Records shown -
_ _ _

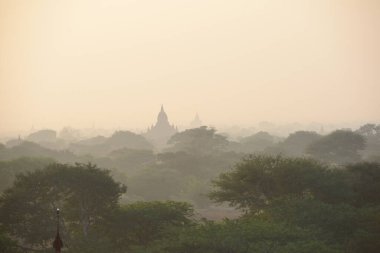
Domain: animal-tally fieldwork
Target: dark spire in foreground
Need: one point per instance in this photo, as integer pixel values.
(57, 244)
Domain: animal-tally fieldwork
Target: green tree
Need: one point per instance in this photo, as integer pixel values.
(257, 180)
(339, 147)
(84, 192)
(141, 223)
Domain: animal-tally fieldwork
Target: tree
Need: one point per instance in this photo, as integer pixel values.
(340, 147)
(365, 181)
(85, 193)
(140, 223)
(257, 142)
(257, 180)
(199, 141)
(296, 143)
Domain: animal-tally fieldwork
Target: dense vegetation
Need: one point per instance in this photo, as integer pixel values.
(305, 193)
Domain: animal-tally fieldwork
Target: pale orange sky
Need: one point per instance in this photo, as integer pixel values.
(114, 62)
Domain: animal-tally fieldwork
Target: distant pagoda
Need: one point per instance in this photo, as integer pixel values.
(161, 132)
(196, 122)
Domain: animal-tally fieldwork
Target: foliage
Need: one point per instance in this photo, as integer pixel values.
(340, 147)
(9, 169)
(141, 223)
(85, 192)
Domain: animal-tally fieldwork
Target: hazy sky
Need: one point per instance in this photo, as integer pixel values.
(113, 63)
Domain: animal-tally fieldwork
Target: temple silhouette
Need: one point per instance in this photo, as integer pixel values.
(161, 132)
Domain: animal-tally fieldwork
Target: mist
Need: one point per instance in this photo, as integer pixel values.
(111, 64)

_ _ _

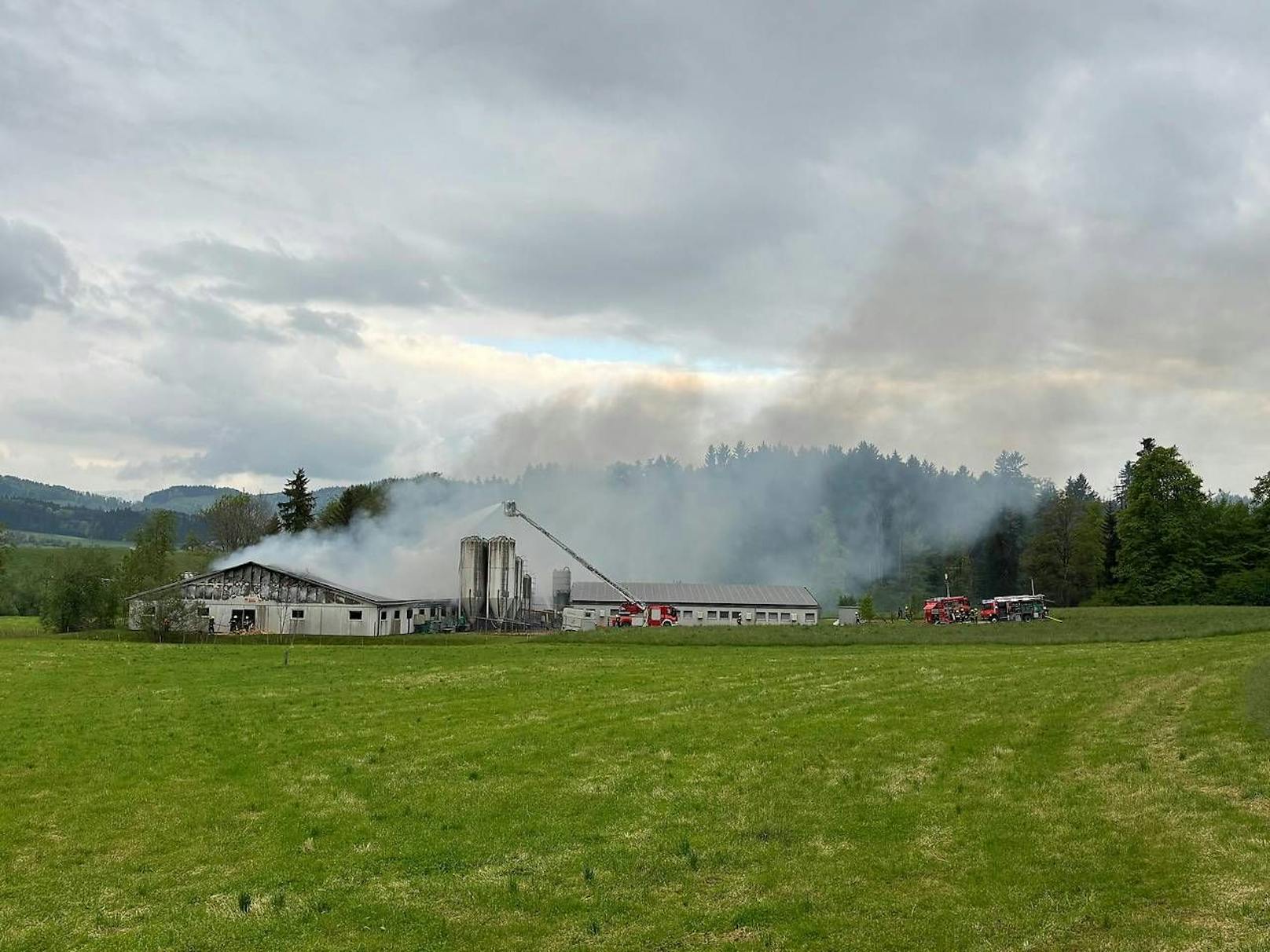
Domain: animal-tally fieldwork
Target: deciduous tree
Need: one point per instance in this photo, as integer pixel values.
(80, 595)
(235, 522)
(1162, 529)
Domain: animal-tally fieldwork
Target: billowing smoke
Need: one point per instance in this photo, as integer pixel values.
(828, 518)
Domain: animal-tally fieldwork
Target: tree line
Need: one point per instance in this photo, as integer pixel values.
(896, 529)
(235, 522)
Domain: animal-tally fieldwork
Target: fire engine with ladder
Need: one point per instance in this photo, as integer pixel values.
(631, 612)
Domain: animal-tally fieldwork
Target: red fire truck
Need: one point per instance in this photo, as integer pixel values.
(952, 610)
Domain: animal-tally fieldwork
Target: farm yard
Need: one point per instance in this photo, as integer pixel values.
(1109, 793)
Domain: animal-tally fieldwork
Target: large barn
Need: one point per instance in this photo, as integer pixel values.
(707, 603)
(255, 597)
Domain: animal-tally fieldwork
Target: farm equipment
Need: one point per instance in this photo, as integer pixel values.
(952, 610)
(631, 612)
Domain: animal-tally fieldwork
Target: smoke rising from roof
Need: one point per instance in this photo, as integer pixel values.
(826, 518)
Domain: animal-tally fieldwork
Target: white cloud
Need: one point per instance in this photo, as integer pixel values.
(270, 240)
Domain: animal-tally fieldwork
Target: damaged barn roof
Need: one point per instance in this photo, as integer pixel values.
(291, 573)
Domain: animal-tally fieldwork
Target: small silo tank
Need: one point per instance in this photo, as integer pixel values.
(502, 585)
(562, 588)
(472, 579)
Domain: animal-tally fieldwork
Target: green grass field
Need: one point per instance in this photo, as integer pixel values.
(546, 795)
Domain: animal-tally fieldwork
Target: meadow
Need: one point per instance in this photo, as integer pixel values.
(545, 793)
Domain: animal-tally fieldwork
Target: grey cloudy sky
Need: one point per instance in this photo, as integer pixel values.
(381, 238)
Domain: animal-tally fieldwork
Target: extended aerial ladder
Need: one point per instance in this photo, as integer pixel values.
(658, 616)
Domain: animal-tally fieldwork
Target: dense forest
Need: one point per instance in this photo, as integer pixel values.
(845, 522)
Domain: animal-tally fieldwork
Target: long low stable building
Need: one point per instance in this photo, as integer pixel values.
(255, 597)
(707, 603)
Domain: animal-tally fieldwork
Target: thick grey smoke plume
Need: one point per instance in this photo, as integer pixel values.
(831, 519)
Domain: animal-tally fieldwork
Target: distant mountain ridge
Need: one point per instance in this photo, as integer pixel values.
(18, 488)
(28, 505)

_ _ _

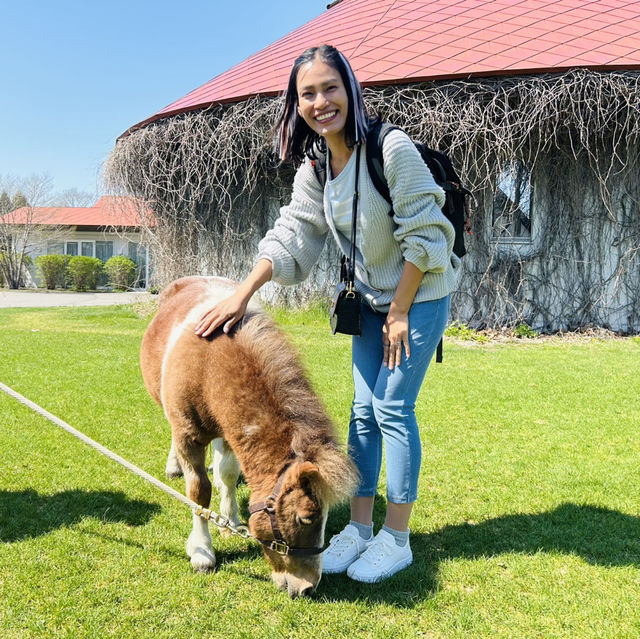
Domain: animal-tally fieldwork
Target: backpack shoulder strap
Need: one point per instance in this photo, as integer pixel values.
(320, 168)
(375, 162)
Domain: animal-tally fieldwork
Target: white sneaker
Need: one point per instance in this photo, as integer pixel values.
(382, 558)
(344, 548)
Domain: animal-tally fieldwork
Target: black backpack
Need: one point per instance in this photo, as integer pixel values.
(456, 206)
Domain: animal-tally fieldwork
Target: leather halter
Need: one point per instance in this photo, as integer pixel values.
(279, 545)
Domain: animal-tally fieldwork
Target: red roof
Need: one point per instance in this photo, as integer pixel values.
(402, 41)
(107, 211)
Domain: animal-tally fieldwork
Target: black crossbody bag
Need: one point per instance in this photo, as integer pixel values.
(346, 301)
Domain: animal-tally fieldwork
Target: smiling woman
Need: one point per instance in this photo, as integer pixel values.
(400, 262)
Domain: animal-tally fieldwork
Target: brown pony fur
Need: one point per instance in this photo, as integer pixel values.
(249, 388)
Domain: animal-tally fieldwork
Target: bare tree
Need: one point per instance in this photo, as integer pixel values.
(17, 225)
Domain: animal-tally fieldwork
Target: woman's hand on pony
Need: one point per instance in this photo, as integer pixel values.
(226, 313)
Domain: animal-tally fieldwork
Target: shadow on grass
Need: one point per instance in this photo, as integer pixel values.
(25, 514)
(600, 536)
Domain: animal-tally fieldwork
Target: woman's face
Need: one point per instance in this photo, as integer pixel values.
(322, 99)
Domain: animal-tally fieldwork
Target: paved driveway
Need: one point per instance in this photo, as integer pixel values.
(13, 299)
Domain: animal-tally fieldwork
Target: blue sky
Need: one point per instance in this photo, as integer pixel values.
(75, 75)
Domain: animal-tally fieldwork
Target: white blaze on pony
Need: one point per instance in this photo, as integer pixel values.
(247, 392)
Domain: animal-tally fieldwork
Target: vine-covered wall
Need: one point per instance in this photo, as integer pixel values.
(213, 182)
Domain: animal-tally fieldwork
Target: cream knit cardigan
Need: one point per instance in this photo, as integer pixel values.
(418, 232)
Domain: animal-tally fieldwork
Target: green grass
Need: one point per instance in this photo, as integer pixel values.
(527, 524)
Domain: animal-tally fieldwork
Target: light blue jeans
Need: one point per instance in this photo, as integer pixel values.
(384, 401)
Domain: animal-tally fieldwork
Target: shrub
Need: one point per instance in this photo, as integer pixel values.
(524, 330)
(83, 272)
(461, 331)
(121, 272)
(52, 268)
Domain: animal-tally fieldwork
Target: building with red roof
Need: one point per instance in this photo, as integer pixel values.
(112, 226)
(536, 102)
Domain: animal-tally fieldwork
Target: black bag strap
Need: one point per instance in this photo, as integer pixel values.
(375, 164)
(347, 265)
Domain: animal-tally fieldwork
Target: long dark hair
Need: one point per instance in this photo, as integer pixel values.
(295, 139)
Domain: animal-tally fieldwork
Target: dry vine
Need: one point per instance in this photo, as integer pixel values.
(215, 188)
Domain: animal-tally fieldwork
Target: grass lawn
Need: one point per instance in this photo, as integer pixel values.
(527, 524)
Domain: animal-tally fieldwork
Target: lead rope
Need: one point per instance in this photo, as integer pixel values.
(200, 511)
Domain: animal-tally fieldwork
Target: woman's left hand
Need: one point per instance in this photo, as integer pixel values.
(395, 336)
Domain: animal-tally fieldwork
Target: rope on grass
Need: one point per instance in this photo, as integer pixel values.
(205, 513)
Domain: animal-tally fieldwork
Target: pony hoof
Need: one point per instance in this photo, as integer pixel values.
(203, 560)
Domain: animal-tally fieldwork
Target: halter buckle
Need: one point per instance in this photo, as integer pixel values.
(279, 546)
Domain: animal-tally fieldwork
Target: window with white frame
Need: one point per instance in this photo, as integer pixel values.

_ _ _

Stated goal -
Pull out each line above that contains the string "green". Matching is case-sensitive.

Complete output -
Target: green tree
Target: green grass field
Target: green grass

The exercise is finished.